● **Description of the task**
Reproduce all the records word for word. Omit images.

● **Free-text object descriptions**
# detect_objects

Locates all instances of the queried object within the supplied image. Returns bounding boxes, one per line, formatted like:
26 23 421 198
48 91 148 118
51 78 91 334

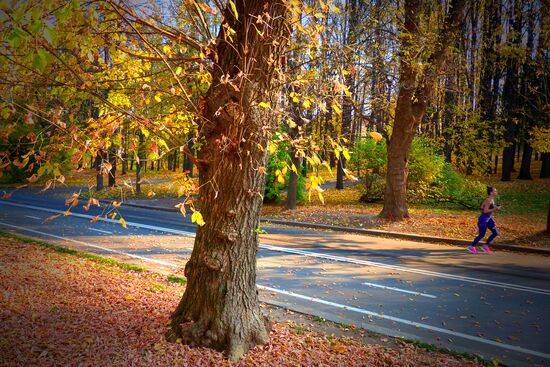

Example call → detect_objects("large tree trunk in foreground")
168 0 288 361
380 0 467 220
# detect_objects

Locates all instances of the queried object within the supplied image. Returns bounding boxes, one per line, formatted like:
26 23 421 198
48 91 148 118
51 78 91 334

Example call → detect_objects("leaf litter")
0 237 483 366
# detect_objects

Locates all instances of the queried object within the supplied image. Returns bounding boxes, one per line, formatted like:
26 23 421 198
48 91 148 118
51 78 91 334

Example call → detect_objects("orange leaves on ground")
0 238 483 367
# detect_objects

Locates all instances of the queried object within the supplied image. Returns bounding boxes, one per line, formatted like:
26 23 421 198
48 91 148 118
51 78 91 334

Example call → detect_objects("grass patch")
149 282 167 293
399 338 492 366
167 275 187 285
0 231 147 273
312 315 326 323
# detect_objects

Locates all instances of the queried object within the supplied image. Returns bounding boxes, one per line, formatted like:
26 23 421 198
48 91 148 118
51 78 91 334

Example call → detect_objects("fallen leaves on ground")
0 238 484 366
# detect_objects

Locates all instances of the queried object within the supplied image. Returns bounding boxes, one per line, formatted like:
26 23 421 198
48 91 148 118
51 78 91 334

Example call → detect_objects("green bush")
407 139 485 207
264 140 306 204
349 137 386 176
355 136 485 207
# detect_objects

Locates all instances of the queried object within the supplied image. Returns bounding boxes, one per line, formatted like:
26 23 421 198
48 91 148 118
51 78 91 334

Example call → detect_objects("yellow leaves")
229 0 238 20
110 213 117 220
268 142 277 154
306 175 325 204
191 210 205 226
119 218 127 229
258 101 271 109
175 66 183 76
112 201 122 208
154 94 162 103
302 99 311 109
369 131 384 142
275 167 287 184
332 101 342 116
124 295 134 301
147 191 156 197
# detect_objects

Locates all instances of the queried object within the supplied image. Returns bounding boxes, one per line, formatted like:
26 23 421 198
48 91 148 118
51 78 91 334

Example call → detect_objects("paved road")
1 189 549 367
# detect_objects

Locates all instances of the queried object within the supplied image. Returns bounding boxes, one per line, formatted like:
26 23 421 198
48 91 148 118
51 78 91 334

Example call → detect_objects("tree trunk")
108 151 116 187
380 0 467 220
442 73 456 163
94 150 104 191
168 0 288 361
517 140 533 180
540 153 550 178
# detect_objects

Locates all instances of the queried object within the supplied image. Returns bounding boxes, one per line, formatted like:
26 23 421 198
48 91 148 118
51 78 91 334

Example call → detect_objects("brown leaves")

● **Answer section**
# detect_objects

Locates all instances of the queried object within the supplied image. Returns bounding boxes, one per line, formatted like:
26 23 421 198
48 91 148 118
51 78 91 334


Example call → detect_objects("large tree trunk in foreground")
168 0 288 361
380 0 467 220
# detect_objects

Locates all instances of the queried object within the supplied image. Returns bounding boxes, one per line, formatted like:
26 23 421 198
48 91 148 118
51 78 91 334

Example call → detect_objects("leaf litter")
0 237 483 366
# detect_objects

Locates all instances of the queried object within the supplied image. Returns bounding boxes, one per line, formatted like:
26 23 421 198
48 91 148 118
51 78 91 334

Example call → detect_objects("orange leaves on ground")
0 238 483 367
# detect_objects

Locates all instances of the queried object within the supplied image. Returns bounding boxes, one per line, formatted like:
26 23 421 198
48 91 148 118
51 78 91 334

Example call → detect_objects("grass patch")
149 282 167 293
399 338 492 366
167 275 187 285
0 231 147 273
312 315 326 323
# detect_objects

Locates all instances of the queried object within the supplied image. Returns bounding boxes, one per line, formatted like:
26 23 421 198
48 91 148 118
51 78 91 334

Example call → detect_objects("fallen leaves on ground")
0 238 484 366
# detect_objects

Locates all instances of the queried object within the supplied image. Returns bounding boxes, one per line, formatted like:
26 23 421 198
48 91 148 118
51 78 91 334

Example call → detect_objects("green bush")
407 139 485 207
264 140 306 204
349 137 386 176
355 136 485 207
# detect_objects

Locates all instances of the queried object within the supplied image. Returns bounding boxes, one per line, formatted like:
26 23 421 198
48 91 148 118
51 78 91 334

Example call → detect_objects("yellow leaves")
229 0 238 20
110 213 117 220
268 142 277 154
306 175 325 204
191 210 205 226
119 218 127 229
258 101 271 109
175 66 183 76
112 201 122 208
154 94 162 103
302 99 311 109
369 131 384 142
275 167 287 184
332 101 342 116
124 295 134 301
147 191 156 197
# detect_objects

Locates all instances of the queried object within the supplied image. Returns bounding boxes, one per line, formatted like:
26 23 421 198
48 91 148 118
51 78 91 334

Example call → detect_objects("paved road")
1 189 549 367
# detect_objects

Locates all instances of the queried object within the supplied image. Returns bounding boxes, one per line, formatted like:
26 23 421 198
48 91 148 118
51 78 91 334

Example call → detect_objects("tree trunk")
108 151 116 187
380 0 467 220
442 73 456 163
94 150 104 191
168 0 288 361
517 140 533 180
540 153 550 178
# detect_objects

Locates all instances of the queried object within the supplied image. Returns bounding boxes, one per line, formatted like:
26 23 421 198
48 91 148 118
51 78 91 334

Example call → detect_objects("brown leaves")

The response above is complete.